→ Required work: What you return should match every record exactly, with the images removed.

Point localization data
════════════════════

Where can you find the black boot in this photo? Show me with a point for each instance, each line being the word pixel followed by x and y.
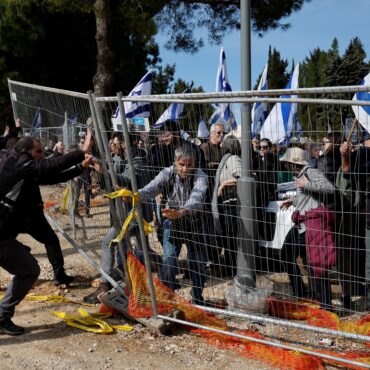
pixel 8 327
pixel 93 297
pixel 61 278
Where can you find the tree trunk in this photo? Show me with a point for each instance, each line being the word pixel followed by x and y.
pixel 103 79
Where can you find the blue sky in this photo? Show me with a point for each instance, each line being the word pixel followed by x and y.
pixel 315 25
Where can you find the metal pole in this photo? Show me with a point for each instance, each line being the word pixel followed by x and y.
pixel 138 206
pixel 246 246
pixel 103 146
pixel 70 182
pixel 12 100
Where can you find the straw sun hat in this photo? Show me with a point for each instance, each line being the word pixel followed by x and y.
pixel 296 156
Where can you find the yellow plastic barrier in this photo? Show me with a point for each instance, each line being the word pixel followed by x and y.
pixel 85 321
pixel 133 213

════════════════════

→ Answer to the exercise:
Where can you find the black boot in this photo? Show me with a point for each instance, each line being the word pixel followed by x and y.
pixel 8 327
pixel 93 297
pixel 61 278
Where can you find the tree trunk in this photo? Show me with a point for each instance, each line being the word pixel followed by x and y.
pixel 103 79
Where can you find the blue sky in this photo? Show me with a point for each instance, each line being the word pixel followed by x and y.
pixel 315 25
Where can you find the metal pole in this photo? Show me with a point for each instance, each line being the word pixel followed by x and y.
pixel 138 206
pixel 246 246
pixel 103 146
pixel 70 182
pixel 12 100
Where can you find the straw sun hat in this photo? Show me with a point for each instance, each line being the word pixel followed by x and y.
pixel 296 156
Where can you find the yellow plastic barrier in this photo? Show me with a point for each instance, each line being the word pixel followed by x and y.
pixel 85 321
pixel 133 213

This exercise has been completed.